__EXERCISE DIRECTIONS__
Your task is to retype each line of the data below exactly.

━━━ RAW RECORDS

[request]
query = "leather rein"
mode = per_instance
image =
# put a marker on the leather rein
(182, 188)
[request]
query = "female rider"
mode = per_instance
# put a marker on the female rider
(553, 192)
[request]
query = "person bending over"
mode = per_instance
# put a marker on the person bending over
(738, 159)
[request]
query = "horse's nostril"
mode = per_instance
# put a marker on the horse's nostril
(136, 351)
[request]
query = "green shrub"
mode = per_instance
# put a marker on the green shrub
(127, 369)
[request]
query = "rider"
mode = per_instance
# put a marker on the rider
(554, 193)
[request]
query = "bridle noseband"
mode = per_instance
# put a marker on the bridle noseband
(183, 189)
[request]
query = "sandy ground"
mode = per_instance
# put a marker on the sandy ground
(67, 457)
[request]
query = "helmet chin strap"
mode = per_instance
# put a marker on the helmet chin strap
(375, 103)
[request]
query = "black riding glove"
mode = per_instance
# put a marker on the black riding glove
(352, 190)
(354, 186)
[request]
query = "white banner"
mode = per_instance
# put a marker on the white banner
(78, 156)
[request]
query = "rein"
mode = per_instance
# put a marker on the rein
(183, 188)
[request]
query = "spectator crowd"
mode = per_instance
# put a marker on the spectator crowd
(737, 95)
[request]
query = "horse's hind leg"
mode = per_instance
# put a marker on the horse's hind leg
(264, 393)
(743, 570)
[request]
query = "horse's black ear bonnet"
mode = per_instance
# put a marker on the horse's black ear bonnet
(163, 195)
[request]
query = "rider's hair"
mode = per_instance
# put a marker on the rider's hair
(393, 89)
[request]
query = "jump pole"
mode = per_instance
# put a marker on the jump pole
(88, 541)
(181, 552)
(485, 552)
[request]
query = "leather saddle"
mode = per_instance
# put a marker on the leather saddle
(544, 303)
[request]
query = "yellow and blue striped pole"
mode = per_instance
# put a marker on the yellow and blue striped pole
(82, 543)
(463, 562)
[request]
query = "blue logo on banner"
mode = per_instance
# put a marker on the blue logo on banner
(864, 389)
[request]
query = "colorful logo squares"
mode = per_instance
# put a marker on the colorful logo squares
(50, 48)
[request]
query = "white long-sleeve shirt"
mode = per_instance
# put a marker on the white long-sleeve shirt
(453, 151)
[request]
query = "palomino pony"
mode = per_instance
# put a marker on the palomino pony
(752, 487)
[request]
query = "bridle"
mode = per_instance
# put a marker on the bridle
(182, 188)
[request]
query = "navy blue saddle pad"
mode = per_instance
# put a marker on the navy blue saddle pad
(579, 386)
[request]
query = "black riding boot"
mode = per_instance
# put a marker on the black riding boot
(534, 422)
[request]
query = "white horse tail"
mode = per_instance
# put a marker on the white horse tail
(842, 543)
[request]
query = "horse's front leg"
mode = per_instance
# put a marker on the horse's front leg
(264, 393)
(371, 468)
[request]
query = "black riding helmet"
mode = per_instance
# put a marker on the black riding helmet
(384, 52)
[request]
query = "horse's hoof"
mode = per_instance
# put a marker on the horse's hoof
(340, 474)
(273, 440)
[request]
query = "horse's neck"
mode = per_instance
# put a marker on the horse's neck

━━━━━━

__SOLUTION__
[request]
query = "leather rein"
mode = per_instance
image =
# put a marker on the leather rein
(182, 188)
[request]
query = "female rider"
mode = per_instance
# put a marker on the female rider
(553, 192)
[request]
query = "person bending over"
mode = per_instance
# put a marker on the person bending over
(738, 159)
[request]
query = "horse's nostril"
mode = per_instance
# put a marker on the horse's nostril
(136, 351)
[request]
query = "green shrub"
mode = per_instance
# put a marker on the green shrub
(127, 369)
[request]
query = "rider"
mode = per_instance
# put a marker on the rider
(554, 193)
[request]
query = "bridle noseband"
mode = per_instance
# put a marker on the bridle noseband
(183, 189)
[request]
query = "sandy ground"
mode = per_instance
# put a marker on the sandy ground
(67, 457)
[request]
query = "helmet chin strap"
mode = per_instance
# put a marker on the helmet chin strap
(375, 103)
[request]
query = "black riding glove"
mode = per_instance
# put a marker on the black riding glove
(352, 190)
(354, 186)
[request]
query = "white banner"
mode = per_instance
# put a marker on the white banner
(78, 156)
[request]
query = "rein"
mode = per_instance
# put a marker on the rein
(183, 188)
[request]
query = "spectator crowd"
mode = per_instance
# put a marker on the spectator crowd
(737, 95)
[request]
query = "horse's hind leg"
mode = per_instance
# put a marker on the horse's hind leg
(264, 393)
(743, 570)
[request]
query = "horse's black ear bonnet"
mode = per_instance
# put a marker on the horse's black ear bonnet
(163, 195)
[request]
query = "rider's hair"
mode = per_instance
# put a marker on the rider's hair
(393, 89)
[request]
query = "jump pole"
mode = per_instance
# put a marker on the jump pole
(88, 541)
(181, 552)
(485, 552)
[request]
query = "leather saddle"
mode = per_instance
# put a marker on the leather saddle
(544, 303)
[request]
query = "yellow and blue striped pole"
mode = per_instance
# put a marker on the yellow and blue striped pole
(82, 543)
(463, 562)
[request]
query = "blue logo on banner"
mode = per_instance
# put a marker on the blue logo on banner
(864, 389)
[request]
query = "colorful logo squares"
mode = per_instance
# put a marker on the colorful logo squares
(50, 48)
[request]
query = "white long-sleeve shirt"
mode = per_instance
# put a marker on the white long-sleeve shirt
(453, 151)
[request]
query = "palomino pony"
mode = per_instance
# put a marker on the palomino pony
(752, 487)
[request]
query = "bridle"
mode = per_instance
# put a marker on the bridle
(182, 188)
[request]
query = "navy blue saddle pad"
mode = per_instance
# put a marker on the navy blue saddle pad
(579, 386)
[request]
query = "black riding boot"
mode = per_instance
# put a marker on the black riding boot
(534, 422)
[request]
query = "white horse tail"
mode = per_instance
# put a marker on the white horse tail
(842, 543)
[request]
query = "horse's front leg"
mode = per_instance
# put a marker on the horse's front leg
(264, 393)
(371, 468)
[request]
query = "black riding helmet"
mode = per_instance
# put a marker on the black riding helmet
(384, 52)
[request]
query = "horse's hoof"
mode = per_instance
# put a marker on the horse's hoof
(340, 474)
(273, 440)
[request]
query = "horse's neck"
mode = per_instance
# put a marker on the horse's neck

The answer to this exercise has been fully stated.